#### What the task asks
Show every line below where "wheel" can be found.

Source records

┌──

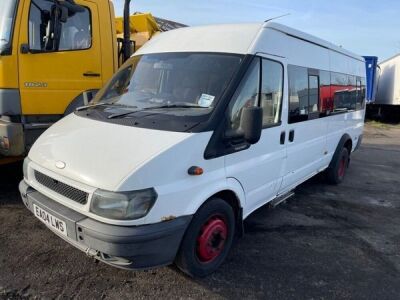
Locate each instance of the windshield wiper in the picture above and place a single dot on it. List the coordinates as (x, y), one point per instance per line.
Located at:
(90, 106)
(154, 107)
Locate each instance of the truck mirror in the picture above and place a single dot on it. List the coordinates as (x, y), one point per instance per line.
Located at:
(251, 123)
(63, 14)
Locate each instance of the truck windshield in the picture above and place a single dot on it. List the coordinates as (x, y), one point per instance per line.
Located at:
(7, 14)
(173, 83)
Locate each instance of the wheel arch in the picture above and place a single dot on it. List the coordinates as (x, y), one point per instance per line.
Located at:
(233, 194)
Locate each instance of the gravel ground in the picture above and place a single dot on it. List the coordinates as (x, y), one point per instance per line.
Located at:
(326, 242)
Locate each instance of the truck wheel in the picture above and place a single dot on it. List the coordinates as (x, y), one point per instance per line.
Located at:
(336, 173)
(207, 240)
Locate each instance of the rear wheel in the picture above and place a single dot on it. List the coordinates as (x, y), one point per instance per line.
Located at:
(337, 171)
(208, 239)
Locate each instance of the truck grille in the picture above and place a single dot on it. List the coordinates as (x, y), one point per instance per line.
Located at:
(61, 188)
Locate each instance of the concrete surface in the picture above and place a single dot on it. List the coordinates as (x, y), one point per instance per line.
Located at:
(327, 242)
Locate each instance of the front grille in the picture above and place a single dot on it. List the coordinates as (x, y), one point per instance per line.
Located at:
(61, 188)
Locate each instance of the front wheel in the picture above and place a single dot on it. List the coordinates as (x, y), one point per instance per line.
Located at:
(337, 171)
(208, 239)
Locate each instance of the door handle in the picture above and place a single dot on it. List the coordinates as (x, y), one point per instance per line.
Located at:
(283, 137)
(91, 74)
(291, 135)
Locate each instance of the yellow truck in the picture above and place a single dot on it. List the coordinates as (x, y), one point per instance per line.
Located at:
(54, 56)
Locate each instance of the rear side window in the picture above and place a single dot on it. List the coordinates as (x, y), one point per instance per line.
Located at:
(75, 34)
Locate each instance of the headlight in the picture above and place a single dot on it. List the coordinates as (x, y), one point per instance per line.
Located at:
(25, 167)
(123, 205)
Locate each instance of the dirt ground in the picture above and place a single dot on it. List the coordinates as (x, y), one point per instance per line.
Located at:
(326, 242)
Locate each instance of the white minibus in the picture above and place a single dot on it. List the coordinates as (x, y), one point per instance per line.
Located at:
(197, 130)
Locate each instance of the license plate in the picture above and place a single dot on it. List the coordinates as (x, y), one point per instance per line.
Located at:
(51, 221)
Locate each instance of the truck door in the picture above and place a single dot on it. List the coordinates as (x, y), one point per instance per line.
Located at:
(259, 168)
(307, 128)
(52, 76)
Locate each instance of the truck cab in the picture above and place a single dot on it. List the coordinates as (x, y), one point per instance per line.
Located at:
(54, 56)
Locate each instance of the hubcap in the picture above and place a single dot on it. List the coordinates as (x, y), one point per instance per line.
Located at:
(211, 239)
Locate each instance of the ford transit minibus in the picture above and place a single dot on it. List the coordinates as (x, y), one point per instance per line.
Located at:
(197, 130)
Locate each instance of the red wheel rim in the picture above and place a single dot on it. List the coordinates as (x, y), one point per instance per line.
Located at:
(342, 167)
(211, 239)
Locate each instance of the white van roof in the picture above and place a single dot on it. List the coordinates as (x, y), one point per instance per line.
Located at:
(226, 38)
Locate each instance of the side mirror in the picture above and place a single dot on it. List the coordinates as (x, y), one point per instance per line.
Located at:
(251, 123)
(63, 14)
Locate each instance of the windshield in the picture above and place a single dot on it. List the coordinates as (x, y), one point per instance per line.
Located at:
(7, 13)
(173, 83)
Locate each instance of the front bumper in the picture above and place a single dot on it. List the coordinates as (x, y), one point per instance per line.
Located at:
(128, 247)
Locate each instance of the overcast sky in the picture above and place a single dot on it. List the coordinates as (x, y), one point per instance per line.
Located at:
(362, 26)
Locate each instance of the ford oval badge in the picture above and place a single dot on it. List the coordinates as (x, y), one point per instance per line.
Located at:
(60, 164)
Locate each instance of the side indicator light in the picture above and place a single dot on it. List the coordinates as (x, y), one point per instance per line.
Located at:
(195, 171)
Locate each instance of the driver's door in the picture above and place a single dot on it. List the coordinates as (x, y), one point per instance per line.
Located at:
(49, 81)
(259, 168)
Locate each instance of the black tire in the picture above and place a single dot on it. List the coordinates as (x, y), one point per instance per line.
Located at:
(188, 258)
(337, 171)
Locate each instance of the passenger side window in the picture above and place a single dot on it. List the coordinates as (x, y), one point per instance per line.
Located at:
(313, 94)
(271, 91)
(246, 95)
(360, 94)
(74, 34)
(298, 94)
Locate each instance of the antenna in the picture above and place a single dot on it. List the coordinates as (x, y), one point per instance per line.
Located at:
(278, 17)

└──

#### Task answer
Locate each instance of the wheel arch in the picture above and place a single dot on it. List the coordinates as (x, y), one point per instance per line.
Locate each instance of the truck wheel in the picture above and place a single dot on it. List the coordinates as (x, y), one point per instance per line.
Locate each instance of the rear wheel in the picture above and place a single dot on it. List the coordinates as (x, y), one point per instance per line.
Locate each instance of the front wheel in the picture above and place a single dot on it. List the coordinates as (x, y), one point per instance per line.
Locate each instance of the red wheel rim in the picture above and place a single dot on it. List the coordinates as (x, y), one point per instance per line.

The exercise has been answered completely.